- [Exercise instructions]: Copy out, word for word, the lines of the material below that run from the line containing "In this exercise you will indicate the slender" through the line containing "Query: blurred green background", including both of those lines.

>> BEGIN Available data

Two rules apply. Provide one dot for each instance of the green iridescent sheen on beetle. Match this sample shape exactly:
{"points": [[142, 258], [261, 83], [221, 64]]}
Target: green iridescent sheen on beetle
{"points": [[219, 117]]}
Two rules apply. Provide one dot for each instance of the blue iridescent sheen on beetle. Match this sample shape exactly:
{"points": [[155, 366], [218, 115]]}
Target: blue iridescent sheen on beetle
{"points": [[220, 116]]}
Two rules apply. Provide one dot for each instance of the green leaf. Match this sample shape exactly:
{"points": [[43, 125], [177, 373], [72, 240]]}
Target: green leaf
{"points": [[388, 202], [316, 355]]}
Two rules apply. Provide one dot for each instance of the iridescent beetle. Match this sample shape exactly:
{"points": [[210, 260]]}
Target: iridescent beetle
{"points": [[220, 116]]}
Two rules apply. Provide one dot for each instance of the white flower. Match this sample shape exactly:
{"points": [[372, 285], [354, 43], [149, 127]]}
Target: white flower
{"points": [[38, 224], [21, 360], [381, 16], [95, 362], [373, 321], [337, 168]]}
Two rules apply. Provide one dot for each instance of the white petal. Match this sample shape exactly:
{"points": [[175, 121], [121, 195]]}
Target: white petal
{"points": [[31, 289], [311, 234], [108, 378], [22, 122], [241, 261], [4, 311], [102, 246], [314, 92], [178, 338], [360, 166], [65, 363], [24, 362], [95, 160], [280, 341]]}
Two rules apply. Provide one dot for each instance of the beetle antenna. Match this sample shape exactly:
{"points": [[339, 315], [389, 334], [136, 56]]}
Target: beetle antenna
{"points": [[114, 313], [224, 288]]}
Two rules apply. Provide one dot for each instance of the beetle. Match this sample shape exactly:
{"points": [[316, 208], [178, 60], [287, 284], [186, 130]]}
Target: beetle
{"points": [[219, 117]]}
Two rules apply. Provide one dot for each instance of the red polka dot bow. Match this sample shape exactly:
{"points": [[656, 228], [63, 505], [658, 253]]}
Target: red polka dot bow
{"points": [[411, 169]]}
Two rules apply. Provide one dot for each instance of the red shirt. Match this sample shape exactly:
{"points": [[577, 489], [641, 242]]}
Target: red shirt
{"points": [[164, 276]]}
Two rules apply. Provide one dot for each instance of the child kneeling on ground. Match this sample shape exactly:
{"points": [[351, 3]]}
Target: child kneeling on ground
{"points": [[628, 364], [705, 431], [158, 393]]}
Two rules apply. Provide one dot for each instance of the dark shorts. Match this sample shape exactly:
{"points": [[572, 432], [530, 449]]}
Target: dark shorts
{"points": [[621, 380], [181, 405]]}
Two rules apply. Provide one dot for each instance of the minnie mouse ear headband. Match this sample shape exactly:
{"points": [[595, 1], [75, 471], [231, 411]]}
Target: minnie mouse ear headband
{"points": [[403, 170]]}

>> END Available data
>> BEGIN Available data

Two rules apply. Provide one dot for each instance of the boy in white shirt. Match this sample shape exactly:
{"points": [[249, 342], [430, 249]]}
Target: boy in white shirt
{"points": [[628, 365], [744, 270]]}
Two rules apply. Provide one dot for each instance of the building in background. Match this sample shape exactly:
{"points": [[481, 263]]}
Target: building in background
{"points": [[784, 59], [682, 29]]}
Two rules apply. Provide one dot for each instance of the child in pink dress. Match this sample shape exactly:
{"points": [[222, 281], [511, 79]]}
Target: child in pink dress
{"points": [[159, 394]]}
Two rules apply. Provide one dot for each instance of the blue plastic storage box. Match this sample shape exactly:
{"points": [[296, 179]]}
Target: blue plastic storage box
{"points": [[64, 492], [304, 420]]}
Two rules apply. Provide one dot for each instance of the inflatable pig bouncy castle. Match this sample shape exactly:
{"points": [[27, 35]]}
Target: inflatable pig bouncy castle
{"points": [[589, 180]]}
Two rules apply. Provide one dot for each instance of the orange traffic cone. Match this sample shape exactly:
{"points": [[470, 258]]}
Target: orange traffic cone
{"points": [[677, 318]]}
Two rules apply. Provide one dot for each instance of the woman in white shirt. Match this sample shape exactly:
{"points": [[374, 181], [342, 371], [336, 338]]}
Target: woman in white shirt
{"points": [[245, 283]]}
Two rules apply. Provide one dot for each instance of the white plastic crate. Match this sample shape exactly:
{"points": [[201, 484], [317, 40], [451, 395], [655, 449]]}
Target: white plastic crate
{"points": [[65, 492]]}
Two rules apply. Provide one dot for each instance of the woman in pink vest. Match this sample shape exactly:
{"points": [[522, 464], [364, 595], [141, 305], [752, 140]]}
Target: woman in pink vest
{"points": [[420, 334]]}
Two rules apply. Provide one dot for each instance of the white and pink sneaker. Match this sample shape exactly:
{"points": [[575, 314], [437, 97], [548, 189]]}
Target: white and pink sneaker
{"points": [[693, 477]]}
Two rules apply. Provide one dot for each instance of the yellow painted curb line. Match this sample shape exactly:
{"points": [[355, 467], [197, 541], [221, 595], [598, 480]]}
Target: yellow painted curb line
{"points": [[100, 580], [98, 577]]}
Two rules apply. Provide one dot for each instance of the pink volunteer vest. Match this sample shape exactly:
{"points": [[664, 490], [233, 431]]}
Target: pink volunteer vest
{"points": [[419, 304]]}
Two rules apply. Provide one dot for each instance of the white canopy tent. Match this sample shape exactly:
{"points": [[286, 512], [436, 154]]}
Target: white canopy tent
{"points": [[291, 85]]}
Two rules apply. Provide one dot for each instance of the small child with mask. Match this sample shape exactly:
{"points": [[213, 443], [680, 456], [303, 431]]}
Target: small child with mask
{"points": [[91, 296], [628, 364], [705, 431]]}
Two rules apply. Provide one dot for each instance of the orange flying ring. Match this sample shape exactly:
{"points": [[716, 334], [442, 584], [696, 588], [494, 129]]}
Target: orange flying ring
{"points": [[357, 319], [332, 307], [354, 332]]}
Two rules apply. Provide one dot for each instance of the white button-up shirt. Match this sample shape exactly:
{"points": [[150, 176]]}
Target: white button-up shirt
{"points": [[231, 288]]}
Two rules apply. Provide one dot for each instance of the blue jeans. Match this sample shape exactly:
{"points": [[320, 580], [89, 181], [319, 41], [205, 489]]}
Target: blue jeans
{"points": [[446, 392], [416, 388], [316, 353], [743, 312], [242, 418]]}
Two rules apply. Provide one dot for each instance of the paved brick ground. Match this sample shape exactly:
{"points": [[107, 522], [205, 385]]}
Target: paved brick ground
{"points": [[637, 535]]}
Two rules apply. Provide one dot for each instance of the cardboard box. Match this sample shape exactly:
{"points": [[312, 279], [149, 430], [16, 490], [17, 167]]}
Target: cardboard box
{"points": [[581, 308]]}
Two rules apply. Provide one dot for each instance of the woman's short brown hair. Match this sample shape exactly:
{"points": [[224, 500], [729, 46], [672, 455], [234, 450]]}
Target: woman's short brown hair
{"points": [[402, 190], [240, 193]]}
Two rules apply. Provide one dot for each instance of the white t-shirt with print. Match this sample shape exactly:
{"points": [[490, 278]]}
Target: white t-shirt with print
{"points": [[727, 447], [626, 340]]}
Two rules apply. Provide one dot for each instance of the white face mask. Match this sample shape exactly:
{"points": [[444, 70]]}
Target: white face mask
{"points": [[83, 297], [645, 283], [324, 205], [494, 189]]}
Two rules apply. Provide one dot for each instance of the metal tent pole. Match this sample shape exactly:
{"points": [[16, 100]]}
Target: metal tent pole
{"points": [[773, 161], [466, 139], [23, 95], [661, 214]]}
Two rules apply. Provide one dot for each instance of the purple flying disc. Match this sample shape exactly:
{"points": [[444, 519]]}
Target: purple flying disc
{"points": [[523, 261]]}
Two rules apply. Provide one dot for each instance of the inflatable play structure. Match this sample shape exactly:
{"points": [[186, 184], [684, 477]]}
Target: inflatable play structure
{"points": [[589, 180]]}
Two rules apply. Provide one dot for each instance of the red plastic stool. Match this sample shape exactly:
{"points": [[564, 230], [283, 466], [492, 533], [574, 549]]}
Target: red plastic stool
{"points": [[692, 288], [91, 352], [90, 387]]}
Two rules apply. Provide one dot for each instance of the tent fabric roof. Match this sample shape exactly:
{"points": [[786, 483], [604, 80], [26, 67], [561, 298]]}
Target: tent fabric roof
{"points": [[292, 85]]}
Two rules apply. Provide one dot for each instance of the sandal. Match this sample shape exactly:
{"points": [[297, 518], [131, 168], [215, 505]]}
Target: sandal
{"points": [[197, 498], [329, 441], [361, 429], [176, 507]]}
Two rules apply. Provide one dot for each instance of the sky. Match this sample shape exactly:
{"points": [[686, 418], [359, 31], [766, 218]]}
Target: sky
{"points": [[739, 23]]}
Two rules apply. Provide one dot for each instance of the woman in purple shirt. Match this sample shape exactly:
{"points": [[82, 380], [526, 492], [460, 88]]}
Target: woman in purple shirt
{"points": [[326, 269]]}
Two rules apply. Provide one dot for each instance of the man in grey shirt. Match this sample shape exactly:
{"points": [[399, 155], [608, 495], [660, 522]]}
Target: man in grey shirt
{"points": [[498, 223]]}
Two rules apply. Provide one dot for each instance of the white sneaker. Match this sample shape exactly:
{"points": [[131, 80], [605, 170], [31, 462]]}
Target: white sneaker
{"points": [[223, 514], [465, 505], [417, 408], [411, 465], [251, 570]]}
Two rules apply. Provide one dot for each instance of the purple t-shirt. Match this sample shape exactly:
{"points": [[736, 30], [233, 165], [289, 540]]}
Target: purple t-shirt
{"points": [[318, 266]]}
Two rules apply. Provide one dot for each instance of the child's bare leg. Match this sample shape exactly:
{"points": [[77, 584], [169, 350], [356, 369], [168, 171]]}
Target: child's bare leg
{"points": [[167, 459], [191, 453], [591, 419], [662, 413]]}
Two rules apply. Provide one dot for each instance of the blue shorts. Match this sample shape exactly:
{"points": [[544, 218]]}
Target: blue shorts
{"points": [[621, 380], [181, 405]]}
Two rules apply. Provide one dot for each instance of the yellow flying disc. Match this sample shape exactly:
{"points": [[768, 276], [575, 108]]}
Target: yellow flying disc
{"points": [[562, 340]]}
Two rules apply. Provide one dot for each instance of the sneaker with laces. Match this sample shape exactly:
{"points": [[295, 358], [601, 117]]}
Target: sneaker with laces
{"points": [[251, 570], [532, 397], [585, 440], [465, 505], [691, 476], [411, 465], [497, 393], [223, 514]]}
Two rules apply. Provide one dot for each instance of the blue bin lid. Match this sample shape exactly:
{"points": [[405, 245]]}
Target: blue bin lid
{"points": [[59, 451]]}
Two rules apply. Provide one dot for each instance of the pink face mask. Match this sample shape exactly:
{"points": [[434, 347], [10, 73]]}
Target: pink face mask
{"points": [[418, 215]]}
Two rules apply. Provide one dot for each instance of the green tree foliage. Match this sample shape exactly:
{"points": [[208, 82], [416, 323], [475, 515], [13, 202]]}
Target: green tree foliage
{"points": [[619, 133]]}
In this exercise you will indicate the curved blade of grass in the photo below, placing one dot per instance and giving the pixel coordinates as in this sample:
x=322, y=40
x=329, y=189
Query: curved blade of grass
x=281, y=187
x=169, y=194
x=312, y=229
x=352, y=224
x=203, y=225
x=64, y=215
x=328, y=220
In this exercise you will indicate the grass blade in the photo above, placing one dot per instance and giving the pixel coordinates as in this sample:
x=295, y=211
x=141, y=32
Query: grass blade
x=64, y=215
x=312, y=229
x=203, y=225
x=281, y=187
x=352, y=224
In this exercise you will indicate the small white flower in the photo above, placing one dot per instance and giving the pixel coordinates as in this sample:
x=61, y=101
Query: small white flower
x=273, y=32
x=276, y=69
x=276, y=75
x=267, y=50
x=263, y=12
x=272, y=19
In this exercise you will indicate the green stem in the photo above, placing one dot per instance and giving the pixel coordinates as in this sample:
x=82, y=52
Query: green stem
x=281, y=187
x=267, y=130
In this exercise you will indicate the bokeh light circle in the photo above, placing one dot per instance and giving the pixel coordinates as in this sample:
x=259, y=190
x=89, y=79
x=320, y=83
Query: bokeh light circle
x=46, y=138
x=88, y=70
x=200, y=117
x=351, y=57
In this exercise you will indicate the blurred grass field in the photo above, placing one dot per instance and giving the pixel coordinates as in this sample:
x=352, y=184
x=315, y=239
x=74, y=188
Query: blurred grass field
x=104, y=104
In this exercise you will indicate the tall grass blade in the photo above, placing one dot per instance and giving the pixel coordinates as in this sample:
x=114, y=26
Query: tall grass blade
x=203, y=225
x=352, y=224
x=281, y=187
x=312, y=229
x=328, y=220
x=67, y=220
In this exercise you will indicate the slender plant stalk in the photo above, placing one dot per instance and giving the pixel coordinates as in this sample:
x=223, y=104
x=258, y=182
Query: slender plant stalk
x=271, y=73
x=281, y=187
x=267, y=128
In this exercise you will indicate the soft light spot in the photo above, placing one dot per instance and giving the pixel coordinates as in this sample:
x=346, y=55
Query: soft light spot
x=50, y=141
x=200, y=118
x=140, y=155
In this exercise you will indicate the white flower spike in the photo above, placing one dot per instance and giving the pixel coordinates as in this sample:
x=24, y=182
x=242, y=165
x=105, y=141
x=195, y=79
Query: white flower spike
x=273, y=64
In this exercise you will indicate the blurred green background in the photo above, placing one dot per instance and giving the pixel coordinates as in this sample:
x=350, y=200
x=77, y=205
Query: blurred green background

>> END Available data
>> BEGIN Available data

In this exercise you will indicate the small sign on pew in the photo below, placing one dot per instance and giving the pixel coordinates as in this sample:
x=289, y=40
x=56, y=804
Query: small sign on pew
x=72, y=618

>> END Available data

- [Result below]:
In this exercise you will indicate the slender plant stalk in the photo above, placing one dot per instance and giving the pixel coordinates as in this sample:
x=223, y=104
x=258, y=182
Query: slender plant stalk
x=271, y=73
x=281, y=187
x=267, y=128
In this exercise you will indicate the soft light spot in the photo above, placing one dot per instance and giving the pixel coordinates as in this sample:
x=346, y=55
Query: soft light spot
x=50, y=141
x=200, y=118
x=140, y=155
In this exercise you will indicate the white flower spike in the photo above, placing one dot per instance and giving the pixel coordinates as in this sample:
x=24, y=182
x=242, y=165
x=105, y=141
x=195, y=79
Query: white flower spike
x=273, y=64
In this exercise you will indicate the blurred green background in the photo above, placing one dot per instance and giving the pixel coordinates as in this sample:
x=350, y=200
x=77, y=205
Query: blurred green background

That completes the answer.